**Brief:**
Present the data from the line containing "Target: green christmas stocking" through the line containing "column 528, row 185", both included, as a numbered list with blank lines omitted.

**Working data:**

——————————

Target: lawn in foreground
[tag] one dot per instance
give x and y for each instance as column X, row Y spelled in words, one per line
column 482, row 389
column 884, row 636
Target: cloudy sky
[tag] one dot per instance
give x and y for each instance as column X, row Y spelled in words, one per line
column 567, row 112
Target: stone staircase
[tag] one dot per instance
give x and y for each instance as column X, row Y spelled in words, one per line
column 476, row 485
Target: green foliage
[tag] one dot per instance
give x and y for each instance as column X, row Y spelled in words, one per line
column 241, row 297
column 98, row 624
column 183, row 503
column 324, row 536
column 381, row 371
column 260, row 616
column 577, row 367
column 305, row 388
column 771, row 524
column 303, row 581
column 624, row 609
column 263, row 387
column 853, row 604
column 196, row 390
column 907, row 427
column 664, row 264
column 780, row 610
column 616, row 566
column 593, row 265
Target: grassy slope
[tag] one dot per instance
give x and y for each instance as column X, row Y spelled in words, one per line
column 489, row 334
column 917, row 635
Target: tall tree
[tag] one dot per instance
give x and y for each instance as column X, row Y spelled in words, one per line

——————————

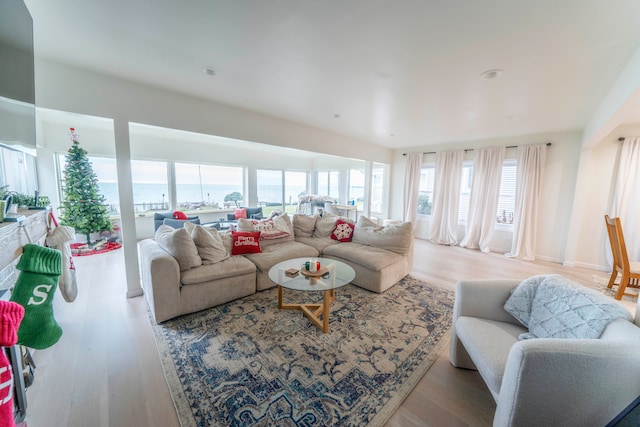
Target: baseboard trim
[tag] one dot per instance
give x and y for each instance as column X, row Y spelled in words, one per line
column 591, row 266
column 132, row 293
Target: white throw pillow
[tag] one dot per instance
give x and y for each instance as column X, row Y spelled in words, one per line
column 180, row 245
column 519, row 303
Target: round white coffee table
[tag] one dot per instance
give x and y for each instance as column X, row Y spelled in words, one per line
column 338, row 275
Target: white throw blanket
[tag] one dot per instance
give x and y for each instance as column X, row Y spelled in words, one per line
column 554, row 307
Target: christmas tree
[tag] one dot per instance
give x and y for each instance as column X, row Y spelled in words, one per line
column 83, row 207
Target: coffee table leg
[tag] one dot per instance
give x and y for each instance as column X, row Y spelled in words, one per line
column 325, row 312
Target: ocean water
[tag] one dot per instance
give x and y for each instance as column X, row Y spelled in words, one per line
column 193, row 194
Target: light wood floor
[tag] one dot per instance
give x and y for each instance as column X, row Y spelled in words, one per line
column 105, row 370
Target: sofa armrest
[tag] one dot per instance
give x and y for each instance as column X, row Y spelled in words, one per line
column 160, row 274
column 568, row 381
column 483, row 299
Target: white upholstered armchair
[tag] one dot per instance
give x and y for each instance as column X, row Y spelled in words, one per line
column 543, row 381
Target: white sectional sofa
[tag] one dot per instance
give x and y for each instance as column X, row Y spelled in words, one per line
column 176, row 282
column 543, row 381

——————————

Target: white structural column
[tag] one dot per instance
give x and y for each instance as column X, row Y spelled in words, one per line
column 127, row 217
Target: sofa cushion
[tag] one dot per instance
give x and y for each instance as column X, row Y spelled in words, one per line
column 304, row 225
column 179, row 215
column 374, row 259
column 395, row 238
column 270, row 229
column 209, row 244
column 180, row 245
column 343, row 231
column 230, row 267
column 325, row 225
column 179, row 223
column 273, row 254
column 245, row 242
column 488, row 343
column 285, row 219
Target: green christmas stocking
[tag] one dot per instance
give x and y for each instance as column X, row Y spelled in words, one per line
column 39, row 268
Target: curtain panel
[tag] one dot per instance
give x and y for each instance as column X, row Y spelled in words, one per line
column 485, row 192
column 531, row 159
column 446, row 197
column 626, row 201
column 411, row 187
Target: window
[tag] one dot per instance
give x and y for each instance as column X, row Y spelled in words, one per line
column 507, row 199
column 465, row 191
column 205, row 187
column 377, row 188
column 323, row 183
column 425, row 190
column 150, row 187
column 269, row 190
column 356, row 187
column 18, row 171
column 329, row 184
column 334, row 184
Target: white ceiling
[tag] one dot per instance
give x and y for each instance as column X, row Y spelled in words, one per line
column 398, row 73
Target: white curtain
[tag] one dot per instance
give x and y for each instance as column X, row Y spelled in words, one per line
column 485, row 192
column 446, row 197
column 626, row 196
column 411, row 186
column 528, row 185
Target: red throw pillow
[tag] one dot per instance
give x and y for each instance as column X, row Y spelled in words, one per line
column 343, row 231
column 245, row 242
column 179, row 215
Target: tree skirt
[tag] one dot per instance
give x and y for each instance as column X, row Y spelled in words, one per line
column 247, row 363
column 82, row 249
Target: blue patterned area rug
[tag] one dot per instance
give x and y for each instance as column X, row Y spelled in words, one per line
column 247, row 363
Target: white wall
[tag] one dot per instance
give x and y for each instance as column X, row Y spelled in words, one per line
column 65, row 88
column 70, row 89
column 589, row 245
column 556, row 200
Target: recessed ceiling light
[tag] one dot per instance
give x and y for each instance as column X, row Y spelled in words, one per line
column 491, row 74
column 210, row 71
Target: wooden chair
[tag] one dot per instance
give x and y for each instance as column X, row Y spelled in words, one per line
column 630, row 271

——————————

**Written reply:**
1. Target: green christmas stocking
2. [tag] one dot per instance
3. give x and y for each instance as column X, row Y spelled in words, one per line
4. column 39, row 268
5. Target: curtain panel
6. [tag] one dot per instance
7. give x and y for each instance as column X, row Y spelled in words, one per line
8. column 485, row 192
9. column 531, row 159
10. column 446, row 197
11. column 626, row 201
12. column 411, row 187
13. Target: window
14. [tag] one dot per instance
15. give x and y for each instance as column X, row Y spelled in words, one per line
16. column 507, row 199
17. column 465, row 191
18. column 205, row 187
19. column 377, row 188
20. column 323, row 183
21. column 425, row 190
22. column 150, row 187
23. column 269, row 190
24. column 356, row 187
25. column 18, row 171
26. column 329, row 184
27. column 334, row 184
28. Target: white ceiling
29. [tag] one dot per instance
30. give x and y for each instance as column X, row Y spelled in words, one per line
31. column 398, row 73
32. Target: white curtain
33. [tag] one dot per instance
34. give x and y for each instance as column X, row Y spelled in words, one per line
35. column 485, row 192
36. column 446, row 197
37. column 626, row 196
38. column 411, row 186
39. column 528, row 185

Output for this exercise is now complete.